→ What is asked
Rewrite the entries below, changing every "select" to "mark" and leaving everything else as it is.

┌────────

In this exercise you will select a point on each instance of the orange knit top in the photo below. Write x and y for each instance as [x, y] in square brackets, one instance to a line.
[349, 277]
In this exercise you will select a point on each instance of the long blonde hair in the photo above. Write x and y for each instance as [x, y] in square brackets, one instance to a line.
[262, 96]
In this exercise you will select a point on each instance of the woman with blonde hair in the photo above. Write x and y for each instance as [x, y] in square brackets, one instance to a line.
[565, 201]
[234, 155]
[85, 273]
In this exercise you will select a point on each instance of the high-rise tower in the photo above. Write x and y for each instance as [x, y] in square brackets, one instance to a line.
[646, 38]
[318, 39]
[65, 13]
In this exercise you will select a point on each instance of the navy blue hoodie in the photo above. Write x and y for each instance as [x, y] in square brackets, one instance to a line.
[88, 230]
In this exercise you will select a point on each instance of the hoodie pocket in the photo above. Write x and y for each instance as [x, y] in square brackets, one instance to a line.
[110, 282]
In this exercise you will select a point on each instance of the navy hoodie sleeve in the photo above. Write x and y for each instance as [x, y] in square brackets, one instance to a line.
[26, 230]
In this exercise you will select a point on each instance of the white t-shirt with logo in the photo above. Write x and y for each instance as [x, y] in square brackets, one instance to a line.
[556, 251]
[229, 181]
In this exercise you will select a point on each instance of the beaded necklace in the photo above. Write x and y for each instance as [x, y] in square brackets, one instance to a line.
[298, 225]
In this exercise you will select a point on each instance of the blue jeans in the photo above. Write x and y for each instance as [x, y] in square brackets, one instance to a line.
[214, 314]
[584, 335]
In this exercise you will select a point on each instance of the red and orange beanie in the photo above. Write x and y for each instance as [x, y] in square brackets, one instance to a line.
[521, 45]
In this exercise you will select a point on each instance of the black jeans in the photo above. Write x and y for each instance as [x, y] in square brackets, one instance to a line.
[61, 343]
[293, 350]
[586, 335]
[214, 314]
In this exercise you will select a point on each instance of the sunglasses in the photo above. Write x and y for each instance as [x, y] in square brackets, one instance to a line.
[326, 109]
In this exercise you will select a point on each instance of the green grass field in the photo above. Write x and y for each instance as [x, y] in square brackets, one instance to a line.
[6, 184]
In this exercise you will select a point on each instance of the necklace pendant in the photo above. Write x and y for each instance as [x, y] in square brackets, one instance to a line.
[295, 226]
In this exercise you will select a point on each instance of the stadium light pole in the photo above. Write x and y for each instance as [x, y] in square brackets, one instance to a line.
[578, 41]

└────────

→ Result below
In this exercise you will mark a point on each instance of the orange knit top in the photo below. Write x and y for each instance as [x, y] in square brackets, one instance to a line.
[349, 277]
In this exercise you will mark a point on each instance of the long blonde hair in the photo above. Write x and y for each instance as [x, y] in square brackets, one instance to a line.
[262, 96]
In this exercise you will mark a point on each instance of the woman with blonde hair in the photo above. Write x and y for each instance as [x, y] in square brackets, one instance to a line.
[565, 201]
[234, 155]
[85, 273]
In this exercise you will mark a point on each instance of the high-rise tower in the photo above. Write x and y for each instance as [x, y] in square brackets, one instance to a line.
[646, 38]
[318, 39]
[65, 13]
In this exercise you will mark a point on each instance of the navy blue hoodie in the photo above. Write x and y for each instance as [x, y] in square brackets, one instance to a line.
[88, 230]
In this exercise you will mark a point on each instance of the hoodie pocket in the photo above. Write x and y for each instance as [x, y] in square brackets, one instance to a line.
[110, 282]
In this exercise you will mark a point on each instance of the navy hoodie sleeve in the photo above. Write x and y for each instance as [x, y] in square brackets, one instance to a line.
[26, 230]
In this exercise you will mark a point on each instance of the white t-shirt with logo in the photo above. Write x and y for each instance as [x, y] in square brackets, one instance to a line.
[556, 251]
[229, 181]
In this exercise you will mark a point on each instance of the beaded necklace in the photo above. Write x and y for each instance as [x, y] in square brackets, one instance to a line.
[298, 225]
In this exercise you will mark a point on each instance of the blue jeans in the photo above. Write x and y for each instance as [x, y] in square brackets, one instance to a line.
[214, 314]
[584, 335]
In this exercise you will mark a point on each instance of the red and orange beanie in the photo above. Write x and y for each instance as [x, y] in square brackets, one instance to a line.
[521, 45]
In this exercise you will mark a point on each instance of the black jeans in the photo above. Write x and y for each instance as [x, y] in square brackets, one instance to a line.
[61, 343]
[293, 350]
[586, 335]
[214, 314]
In this exercise you will mark a point on each instance of the sunglasses in the photo above. Write x and y for each instance as [x, y] in square brackets, one instance to a line.
[326, 109]
In this exercise you will mark a point on each instance of the green grass field in the photo above. Write x and y for each instance as [x, y] in square brackets, one instance to a line.
[6, 184]
In this exercise you will mark a point on each instance of the necklace pendant in the photo above. Write x and y for each instance as [x, y] in square brackets, one instance to a line.
[295, 226]
In this exercise you will mark a point on each instance of the stadium light pole in the photo above. Write x and y for each instance as [x, y] in square brackets, one instance to a line.
[578, 41]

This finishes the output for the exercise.